→ Stated problem
Please format the records from the line that contains "Could you point to the dragonfly in" through the end of the records as a Markdown table with the columns Row and Line, leaving out blank lines.

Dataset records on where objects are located
---+---

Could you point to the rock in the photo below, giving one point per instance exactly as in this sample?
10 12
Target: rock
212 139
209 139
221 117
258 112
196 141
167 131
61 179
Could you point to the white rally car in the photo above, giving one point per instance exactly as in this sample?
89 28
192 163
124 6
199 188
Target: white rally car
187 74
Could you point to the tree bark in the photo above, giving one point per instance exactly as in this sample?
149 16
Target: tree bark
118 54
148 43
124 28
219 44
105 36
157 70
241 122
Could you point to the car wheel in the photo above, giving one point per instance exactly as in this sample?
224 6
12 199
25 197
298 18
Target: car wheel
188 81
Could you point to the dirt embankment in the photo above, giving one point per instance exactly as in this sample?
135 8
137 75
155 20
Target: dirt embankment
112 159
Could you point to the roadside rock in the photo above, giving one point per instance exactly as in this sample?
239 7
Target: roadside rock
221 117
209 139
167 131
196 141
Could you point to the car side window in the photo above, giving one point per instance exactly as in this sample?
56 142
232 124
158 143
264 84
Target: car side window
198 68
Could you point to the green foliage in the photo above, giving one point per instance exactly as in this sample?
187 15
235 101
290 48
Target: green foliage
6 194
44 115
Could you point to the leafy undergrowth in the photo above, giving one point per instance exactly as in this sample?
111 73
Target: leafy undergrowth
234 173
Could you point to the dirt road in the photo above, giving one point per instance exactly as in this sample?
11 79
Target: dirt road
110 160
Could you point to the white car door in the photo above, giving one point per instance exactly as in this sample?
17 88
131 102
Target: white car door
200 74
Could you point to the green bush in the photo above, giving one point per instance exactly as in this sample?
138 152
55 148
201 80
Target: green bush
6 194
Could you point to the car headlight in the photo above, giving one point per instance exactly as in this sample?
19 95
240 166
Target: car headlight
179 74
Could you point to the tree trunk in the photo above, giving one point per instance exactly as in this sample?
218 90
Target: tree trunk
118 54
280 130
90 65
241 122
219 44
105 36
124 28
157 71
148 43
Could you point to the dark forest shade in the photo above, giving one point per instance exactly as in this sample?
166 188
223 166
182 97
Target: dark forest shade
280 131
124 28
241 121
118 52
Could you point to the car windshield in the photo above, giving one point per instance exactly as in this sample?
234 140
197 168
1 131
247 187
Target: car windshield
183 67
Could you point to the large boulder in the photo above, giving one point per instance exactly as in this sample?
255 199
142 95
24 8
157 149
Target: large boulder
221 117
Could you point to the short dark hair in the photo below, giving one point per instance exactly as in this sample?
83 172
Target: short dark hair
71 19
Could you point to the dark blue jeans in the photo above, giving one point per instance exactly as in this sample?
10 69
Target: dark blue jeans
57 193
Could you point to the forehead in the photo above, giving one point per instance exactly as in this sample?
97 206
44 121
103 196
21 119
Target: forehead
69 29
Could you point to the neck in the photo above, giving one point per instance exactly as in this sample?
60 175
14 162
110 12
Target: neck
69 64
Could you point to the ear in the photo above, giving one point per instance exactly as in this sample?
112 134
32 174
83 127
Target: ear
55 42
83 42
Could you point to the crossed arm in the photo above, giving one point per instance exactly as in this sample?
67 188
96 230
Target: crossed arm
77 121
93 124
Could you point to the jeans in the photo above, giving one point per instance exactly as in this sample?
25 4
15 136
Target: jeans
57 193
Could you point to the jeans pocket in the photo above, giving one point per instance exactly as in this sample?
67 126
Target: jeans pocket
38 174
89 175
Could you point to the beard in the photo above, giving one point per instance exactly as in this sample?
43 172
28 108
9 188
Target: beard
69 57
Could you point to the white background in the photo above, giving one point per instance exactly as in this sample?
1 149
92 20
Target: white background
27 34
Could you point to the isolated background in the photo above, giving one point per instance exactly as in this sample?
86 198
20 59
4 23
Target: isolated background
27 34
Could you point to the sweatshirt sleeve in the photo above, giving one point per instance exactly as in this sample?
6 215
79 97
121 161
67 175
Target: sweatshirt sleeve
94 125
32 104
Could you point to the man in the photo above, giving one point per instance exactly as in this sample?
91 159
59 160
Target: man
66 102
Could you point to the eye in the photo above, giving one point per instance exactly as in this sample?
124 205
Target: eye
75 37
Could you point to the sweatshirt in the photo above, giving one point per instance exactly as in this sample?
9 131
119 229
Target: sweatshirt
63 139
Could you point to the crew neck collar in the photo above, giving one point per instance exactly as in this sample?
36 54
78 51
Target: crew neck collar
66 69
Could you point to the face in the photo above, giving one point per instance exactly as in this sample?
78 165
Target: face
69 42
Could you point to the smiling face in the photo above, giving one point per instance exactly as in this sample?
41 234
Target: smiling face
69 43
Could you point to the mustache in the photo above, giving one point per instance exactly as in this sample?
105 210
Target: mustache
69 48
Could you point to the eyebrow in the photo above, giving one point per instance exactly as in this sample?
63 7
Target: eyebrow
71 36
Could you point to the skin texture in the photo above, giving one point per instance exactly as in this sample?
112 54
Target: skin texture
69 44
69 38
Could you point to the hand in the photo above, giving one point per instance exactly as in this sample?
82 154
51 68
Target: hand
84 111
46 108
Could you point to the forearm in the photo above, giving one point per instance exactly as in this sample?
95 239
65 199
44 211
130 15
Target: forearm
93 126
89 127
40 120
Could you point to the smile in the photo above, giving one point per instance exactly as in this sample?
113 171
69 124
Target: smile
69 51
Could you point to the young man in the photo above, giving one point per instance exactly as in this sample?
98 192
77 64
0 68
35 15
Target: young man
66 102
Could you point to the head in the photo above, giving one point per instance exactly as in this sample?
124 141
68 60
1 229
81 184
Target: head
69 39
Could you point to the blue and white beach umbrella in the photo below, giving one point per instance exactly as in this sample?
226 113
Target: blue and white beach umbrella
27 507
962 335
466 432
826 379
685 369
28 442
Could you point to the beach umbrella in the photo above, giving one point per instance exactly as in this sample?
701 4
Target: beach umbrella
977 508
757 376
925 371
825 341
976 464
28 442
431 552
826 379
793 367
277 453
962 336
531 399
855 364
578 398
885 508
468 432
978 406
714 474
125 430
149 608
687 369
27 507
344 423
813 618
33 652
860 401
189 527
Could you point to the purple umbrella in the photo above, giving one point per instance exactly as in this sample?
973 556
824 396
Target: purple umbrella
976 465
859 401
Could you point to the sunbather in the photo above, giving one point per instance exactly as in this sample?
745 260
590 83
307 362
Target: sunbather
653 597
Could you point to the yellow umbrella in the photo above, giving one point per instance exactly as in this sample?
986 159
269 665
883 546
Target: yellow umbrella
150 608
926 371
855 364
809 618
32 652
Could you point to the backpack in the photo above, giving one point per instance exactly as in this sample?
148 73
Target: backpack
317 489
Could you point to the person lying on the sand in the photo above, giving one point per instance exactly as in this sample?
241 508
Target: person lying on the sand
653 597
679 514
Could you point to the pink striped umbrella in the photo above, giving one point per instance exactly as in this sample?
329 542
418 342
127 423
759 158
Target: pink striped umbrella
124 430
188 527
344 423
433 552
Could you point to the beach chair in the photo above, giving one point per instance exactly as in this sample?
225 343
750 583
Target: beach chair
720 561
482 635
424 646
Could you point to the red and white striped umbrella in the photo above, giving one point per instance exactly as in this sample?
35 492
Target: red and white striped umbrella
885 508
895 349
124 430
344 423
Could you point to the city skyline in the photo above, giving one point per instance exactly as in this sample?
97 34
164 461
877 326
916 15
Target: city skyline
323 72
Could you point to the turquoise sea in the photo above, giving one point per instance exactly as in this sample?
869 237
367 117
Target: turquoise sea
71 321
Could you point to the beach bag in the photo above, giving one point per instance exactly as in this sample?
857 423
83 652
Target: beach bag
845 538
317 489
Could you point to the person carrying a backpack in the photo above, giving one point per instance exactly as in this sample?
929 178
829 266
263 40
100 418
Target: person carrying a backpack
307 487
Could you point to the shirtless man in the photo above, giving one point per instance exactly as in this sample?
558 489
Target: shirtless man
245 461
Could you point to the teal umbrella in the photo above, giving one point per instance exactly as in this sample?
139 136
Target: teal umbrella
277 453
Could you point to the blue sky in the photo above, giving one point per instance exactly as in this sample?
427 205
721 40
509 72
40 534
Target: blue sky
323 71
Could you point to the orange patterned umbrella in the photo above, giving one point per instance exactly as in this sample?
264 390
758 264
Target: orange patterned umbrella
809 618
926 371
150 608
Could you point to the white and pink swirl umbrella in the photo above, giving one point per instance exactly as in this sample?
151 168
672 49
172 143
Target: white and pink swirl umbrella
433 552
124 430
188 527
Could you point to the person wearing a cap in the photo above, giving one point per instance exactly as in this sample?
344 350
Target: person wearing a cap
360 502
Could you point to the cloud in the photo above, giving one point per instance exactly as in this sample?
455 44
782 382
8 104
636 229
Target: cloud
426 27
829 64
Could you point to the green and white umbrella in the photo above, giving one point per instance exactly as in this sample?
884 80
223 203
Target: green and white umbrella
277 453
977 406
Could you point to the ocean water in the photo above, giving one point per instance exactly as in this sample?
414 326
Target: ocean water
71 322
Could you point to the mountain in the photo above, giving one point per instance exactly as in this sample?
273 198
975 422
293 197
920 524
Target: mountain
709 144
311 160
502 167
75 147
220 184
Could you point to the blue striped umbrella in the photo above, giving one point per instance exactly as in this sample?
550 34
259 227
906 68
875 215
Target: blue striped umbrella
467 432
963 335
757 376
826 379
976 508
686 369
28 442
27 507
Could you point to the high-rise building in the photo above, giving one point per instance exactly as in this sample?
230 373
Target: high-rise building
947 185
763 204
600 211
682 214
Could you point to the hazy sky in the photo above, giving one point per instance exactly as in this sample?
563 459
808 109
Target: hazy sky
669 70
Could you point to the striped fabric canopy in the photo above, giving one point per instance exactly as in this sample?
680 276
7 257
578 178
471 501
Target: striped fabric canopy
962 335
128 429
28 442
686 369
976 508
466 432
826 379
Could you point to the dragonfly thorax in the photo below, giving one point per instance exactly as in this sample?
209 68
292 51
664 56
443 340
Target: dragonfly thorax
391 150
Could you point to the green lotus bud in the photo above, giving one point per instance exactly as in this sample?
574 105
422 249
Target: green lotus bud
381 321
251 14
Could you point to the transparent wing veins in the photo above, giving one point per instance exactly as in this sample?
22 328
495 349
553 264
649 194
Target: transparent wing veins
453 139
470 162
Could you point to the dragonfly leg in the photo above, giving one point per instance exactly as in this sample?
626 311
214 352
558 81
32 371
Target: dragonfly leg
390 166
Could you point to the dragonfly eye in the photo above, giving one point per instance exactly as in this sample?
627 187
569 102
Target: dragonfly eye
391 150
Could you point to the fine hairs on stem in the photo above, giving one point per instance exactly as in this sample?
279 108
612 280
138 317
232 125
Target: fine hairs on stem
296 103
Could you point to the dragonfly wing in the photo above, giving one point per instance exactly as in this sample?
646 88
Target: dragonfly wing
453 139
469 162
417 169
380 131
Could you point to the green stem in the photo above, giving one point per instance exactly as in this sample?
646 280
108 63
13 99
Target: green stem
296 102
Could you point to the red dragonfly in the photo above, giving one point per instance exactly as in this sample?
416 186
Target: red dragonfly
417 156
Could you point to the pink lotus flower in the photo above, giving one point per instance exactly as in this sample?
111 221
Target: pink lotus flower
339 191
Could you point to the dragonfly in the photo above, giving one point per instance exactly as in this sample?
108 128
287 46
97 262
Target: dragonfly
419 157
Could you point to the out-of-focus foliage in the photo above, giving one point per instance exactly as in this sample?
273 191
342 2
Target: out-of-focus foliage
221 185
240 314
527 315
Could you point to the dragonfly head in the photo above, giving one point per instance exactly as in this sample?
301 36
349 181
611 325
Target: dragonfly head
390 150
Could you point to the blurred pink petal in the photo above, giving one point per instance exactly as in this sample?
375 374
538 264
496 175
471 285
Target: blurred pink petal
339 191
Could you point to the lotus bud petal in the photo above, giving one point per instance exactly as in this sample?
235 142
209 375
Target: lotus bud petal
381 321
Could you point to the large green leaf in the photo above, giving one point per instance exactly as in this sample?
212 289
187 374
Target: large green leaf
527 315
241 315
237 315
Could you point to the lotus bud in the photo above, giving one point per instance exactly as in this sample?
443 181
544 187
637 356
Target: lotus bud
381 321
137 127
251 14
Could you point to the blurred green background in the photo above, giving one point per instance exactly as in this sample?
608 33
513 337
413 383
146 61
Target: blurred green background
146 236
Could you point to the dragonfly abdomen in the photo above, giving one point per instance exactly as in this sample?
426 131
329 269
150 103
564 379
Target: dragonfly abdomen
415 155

---+---

→ Written response
| Row | Line |
|---|---|
| 1 | Could you point to the dragonfly in the photo above, giving one point per instance exactly as in this sample? |
| 2 | 108 128 |
| 3 | 287 46 |
| 4 | 97 262 |
| 5 | Target: dragonfly |
| 6 | 419 157 |
| 7 | Could you point to the out-of-focus foliage in the photo above, giving one point per instance exactly as in this sample? |
| 8 | 273 191 |
| 9 | 342 2 |
| 10 | Target: out-of-focus foliage |
| 11 | 221 185 |
| 12 | 240 314 |
| 13 | 527 315 |
| 14 | Could you point to the dragonfly head in the photo above, giving one point per instance exactly as in this sample? |
| 15 | 301 36 |
| 16 | 349 181 |
| 17 | 611 325 |
| 18 | Target: dragonfly head |
| 19 | 390 150 |
| 20 | Could you point to the blurred pink petal in the photo above, giving one point per instance exactly as in this sample? |
| 21 | 375 374 |
| 22 | 538 264 |
| 23 | 496 175 |
| 24 | 471 285 |
| 25 | Target: blurred pink petal |
| 26 | 339 191 |
| 27 | Could you point to the lotus bud petal in the photo above, giving one point per instance exactly as in this sample? |
| 28 | 235 142 |
| 29 | 209 375 |
| 30 | Target: lotus bud petal |
| 31 | 381 321 |
| 32 | Could you point to the large green leaf in the photo above, giving one point per instance exactly as in this sample? |
| 33 | 212 289 |
| 34 | 187 374 |
| 35 | Target: large green leaf |
| 36 | 527 315 |
| 37 | 241 315 |
| 38 | 237 315 |
| 39 | Could you point to the lotus bud in the photo above, giving one point per instance exactly as in this sample? |
| 40 | 443 181 |
| 41 | 544 187 |
| 42 | 637 356 |
| 43 | Target: lotus bud |
| 44 | 381 321 |
| 45 | 137 127 |
| 46 | 251 14 |
| 47 | Could you point to the blurred green background in the photo above, giving one point per instance exactly as in this sample? |
| 48 | 608 33 |
| 49 | 513 337 |
| 50 | 413 383 |
| 51 | 146 61 |
| 52 | Target: blurred green background |
| 53 | 146 236 |
| 54 | Could you point to the dragonfly abdomen in the photo above, giving one point per instance exactly as in this sample? |
| 55 | 426 131 |
| 56 | 329 269 |
| 57 | 150 103 |
| 58 | 564 379 |
| 59 | Target: dragonfly abdomen |
| 60 | 415 155 |